-- Dataset --
▬▬▬▬▬▬▬▬▬▬
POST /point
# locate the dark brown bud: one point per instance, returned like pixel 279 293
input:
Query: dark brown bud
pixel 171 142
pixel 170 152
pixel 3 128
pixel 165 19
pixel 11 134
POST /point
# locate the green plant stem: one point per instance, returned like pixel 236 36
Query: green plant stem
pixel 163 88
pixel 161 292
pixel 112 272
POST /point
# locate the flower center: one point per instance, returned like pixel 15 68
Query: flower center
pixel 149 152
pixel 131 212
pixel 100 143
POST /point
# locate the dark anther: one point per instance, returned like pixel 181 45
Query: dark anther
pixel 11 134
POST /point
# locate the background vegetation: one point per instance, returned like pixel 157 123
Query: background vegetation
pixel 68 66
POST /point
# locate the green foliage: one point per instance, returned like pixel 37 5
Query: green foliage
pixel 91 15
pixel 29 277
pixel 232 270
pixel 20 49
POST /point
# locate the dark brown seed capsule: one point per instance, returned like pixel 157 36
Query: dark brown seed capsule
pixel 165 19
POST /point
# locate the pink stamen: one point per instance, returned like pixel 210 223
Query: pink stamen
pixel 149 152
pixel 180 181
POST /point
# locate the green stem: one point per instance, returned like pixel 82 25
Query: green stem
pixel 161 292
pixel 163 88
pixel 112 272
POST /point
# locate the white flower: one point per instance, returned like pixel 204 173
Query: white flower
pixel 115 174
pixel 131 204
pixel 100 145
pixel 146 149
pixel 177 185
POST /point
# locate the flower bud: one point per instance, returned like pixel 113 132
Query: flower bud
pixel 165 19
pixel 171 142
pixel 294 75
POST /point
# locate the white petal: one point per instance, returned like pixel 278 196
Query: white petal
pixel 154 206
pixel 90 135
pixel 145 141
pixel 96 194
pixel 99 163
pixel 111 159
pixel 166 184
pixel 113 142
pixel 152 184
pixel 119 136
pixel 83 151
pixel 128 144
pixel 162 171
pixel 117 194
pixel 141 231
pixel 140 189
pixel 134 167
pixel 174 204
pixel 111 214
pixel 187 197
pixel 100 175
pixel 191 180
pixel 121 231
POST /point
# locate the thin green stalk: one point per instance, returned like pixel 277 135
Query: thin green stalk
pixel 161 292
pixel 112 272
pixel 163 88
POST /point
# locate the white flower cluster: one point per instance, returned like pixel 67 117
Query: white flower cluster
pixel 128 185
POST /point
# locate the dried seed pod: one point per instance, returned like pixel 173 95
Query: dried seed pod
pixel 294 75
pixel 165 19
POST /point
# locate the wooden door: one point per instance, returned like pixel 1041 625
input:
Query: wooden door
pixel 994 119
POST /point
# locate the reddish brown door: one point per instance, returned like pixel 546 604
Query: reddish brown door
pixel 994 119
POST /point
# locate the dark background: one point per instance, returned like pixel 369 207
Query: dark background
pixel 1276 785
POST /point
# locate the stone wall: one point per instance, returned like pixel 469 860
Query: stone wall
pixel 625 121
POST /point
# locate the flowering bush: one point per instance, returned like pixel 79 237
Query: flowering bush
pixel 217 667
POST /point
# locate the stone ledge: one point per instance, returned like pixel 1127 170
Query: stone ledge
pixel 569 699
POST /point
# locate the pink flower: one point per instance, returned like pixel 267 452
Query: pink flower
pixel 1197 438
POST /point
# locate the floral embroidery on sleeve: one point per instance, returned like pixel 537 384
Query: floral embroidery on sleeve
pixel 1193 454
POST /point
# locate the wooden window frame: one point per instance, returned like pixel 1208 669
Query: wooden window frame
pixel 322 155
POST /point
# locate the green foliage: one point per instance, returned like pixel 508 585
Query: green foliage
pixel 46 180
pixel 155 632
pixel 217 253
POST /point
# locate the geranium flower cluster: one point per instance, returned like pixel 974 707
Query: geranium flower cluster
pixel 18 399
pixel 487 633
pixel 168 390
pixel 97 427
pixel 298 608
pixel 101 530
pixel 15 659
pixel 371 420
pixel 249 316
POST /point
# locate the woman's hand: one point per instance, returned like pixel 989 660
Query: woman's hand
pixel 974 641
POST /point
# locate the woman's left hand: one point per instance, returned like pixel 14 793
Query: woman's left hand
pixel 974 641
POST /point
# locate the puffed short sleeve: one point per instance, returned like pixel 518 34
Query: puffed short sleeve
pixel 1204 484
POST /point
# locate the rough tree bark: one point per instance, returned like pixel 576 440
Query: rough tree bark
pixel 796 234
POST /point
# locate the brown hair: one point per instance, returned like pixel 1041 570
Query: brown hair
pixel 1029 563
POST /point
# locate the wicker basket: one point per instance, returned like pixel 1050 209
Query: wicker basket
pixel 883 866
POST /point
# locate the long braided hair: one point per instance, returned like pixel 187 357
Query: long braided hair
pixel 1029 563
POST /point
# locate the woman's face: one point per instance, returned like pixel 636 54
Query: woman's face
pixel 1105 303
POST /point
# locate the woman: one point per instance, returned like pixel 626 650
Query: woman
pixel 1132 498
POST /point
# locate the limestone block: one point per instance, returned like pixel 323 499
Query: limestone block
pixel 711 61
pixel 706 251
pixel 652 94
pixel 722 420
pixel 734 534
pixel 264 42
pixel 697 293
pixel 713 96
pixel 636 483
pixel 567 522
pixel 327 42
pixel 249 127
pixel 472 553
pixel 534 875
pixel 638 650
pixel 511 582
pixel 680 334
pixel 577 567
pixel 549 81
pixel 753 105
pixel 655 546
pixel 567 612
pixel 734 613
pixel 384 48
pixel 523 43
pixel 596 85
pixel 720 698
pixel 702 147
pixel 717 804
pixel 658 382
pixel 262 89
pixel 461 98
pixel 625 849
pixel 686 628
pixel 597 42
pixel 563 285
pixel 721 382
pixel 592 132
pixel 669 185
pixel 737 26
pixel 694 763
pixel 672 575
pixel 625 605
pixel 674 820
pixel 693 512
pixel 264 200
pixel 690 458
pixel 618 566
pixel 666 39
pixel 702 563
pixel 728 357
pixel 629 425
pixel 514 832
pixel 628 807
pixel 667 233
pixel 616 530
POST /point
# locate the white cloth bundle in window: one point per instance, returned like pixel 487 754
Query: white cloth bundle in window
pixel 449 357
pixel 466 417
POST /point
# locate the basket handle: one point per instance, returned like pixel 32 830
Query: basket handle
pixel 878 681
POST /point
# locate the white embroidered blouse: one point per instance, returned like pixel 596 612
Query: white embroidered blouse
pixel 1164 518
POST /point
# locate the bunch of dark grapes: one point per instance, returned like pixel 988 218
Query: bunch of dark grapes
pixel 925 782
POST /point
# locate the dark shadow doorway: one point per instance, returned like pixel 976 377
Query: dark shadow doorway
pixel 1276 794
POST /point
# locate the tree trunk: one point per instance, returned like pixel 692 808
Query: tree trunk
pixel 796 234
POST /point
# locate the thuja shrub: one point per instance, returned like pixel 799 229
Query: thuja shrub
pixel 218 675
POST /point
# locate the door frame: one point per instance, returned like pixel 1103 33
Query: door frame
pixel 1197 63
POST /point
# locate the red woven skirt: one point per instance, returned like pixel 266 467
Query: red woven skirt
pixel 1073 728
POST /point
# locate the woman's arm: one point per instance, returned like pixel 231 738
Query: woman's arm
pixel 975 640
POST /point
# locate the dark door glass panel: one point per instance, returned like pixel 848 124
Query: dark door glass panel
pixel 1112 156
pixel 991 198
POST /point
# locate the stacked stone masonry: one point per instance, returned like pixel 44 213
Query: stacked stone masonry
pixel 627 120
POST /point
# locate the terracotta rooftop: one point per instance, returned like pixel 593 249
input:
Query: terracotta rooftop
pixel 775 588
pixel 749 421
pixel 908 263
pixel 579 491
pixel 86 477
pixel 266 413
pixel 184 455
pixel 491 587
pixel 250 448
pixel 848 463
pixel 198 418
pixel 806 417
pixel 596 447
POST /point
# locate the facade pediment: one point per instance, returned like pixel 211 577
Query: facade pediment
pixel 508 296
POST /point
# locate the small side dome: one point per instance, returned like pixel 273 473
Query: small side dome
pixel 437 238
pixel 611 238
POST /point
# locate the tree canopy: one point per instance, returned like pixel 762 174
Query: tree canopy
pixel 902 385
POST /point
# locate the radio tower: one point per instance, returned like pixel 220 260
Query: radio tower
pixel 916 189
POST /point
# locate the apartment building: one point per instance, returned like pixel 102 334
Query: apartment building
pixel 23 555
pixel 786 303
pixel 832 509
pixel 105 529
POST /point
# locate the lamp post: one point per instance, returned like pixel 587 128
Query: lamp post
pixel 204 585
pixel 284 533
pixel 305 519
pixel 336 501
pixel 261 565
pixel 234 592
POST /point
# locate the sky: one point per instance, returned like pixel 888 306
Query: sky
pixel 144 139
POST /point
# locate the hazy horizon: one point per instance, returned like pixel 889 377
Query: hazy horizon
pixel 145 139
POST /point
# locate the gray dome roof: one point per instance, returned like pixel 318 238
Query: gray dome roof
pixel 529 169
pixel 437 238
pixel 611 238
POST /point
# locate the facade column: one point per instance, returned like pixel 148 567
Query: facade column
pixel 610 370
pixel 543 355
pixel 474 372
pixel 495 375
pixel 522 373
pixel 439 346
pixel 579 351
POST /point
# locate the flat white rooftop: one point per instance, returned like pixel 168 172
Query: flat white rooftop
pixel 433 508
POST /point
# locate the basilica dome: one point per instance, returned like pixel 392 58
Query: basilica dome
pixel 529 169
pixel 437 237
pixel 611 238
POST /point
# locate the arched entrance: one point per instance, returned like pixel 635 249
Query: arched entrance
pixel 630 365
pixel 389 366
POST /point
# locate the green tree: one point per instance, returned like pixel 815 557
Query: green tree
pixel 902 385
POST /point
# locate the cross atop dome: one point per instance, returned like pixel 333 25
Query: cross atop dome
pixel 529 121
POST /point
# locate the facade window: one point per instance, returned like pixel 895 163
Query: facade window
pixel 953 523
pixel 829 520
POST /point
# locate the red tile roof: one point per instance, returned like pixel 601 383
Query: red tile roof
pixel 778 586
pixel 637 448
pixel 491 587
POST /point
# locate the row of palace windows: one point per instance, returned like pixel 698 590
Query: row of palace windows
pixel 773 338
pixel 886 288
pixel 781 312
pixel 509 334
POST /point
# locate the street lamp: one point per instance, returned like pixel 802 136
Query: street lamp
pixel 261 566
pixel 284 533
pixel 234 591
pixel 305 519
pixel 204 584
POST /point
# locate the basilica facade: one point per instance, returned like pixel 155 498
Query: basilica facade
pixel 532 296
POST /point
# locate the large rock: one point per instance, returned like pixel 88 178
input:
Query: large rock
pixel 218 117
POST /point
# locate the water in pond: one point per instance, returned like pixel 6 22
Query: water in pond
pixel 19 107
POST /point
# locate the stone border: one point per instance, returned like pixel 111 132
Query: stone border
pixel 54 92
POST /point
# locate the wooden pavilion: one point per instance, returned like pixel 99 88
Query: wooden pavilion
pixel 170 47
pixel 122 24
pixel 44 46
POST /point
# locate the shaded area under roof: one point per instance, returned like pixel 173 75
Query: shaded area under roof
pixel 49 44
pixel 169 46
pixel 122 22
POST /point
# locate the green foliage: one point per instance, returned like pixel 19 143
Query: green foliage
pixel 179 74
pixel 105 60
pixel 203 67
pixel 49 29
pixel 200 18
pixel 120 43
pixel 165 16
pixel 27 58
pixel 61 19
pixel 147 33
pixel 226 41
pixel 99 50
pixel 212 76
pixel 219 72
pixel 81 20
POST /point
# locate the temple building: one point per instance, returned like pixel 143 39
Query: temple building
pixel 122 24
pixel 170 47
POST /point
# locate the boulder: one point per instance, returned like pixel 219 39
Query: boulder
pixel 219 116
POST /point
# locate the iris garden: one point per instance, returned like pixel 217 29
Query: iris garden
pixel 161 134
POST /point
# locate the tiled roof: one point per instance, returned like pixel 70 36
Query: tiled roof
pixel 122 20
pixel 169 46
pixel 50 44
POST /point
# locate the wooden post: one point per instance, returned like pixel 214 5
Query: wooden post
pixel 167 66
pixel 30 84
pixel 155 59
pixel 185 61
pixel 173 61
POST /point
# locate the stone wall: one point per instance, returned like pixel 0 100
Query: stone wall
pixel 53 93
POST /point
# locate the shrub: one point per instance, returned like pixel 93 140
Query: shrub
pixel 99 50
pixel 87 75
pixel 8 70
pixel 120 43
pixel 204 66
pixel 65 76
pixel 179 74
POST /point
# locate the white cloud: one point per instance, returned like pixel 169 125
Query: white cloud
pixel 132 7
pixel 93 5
▬▬▬▬▬▬▬▬▬▬
-- Problem to solve --
Repeat exactly the lines of the material above, taking the first line, the line with "# locate the flower center: one", and every line between them.

-- Written reply --
POST /point
# locate the dark brown bud: one point per instance, returned like pixel 279 293
input:
Query: dark brown bud
pixel 171 142
pixel 170 152
pixel 3 128
pixel 165 19
pixel 11 134
POST /point
# locate the green plant stem: one point per instance, returned like pixel 236 36
Query: green plant stem
pixel 163 88
pixel 161 292
pixel 112 272
POST /point
# locate the flower center: one point per instance, returned like pixel 15 68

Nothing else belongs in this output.